● **What you should do**
Output the complete listing. Match it exactly.

● **Records for this task**
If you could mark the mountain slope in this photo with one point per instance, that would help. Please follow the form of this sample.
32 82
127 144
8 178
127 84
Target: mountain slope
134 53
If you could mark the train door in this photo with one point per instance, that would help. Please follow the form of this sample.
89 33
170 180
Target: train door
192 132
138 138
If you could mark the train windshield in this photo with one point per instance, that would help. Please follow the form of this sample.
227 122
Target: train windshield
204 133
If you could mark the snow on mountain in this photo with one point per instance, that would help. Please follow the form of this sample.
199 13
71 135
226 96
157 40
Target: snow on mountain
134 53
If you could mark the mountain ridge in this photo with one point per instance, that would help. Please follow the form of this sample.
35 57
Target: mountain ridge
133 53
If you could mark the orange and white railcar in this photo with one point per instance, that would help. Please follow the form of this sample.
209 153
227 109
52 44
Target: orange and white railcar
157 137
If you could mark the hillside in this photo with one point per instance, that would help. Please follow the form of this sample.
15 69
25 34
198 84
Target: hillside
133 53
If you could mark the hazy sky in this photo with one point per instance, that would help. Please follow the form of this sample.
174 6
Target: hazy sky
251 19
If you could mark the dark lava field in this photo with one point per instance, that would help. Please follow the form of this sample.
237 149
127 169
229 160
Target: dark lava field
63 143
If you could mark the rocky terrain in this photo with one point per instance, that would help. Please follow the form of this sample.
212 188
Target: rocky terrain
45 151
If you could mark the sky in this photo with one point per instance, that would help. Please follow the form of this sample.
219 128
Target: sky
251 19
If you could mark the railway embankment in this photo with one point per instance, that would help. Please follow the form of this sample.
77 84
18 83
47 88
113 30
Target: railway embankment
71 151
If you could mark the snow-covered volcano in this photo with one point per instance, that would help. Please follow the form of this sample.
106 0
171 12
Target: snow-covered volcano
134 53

● **Solution**
If you could mark the mountain slope in this photo with one point per instance, that would help. Please follow the form of this sample.
32 82
127 144
8 178
127 84
Target: mountain slope
134 53
If you could mark the train door in this photo with one point per instance, that would help. Please follow the form of this sample.
89 33
170 180
Target: train door
192 132
138 138
If you could mark the train windshield in this photo with one point per instance, that would help. Please follow the form of this sample.
227 122
Target: train windshield
204 133
If you could mark the snow on mountain in this photo with one point per instance, that would help. Please follow the form of this sample.
199 13
71 135
226 96
157 40
Target: snow on mountain
134 53
If you could mark the mountain ridge in this photo with one point per instance, that would help. Please follow the form of this sample.
35 57
Target: mountain ridge
133 53
If you could mark the orange and white railcar in this photo with one point per instance, that would help. Please follow the form of this sample.
209 153
227 109
52 44
Target: orange and white railcar
157 137
If you could mark the hillside in this photo with one point per instance, that would help. Please follow the form of this sample.
15 69
25 34
198 84
Target: hillside
133 53
If you could mark the hazy sky in this photo with one point per instance, that would help. Please follow the form of this sample.
174 6
Target: hazy sky
251 19
If you could mark the dark lava field in this photo with one point per instance, that would help. Please follow the form of this sample.
237 149
127 169
229 160
Target: dark lava field
63 143
If you could mark the rocky terrain in this photo with one point per instance, that would help. Please follow the form of this sample.
212 188
Target: rocky terrain
45 151
If you could mark the sky in this photo with one point per instance, that would help. Please follow the form of this sample.
219 128
Target: sky
251 19
If you could mark the railway embankment in this photo with one point per instance, that would help. Please follow the form of this sample.
77 84
18 83
47 88
113 30
Target: railway embankment
71 151
If you could mark the snow-covered volcano in this photo with one point per instance, that would help. Please follow the form of this sample.
106 0
171 12
Target: snow-covered volcano
134 53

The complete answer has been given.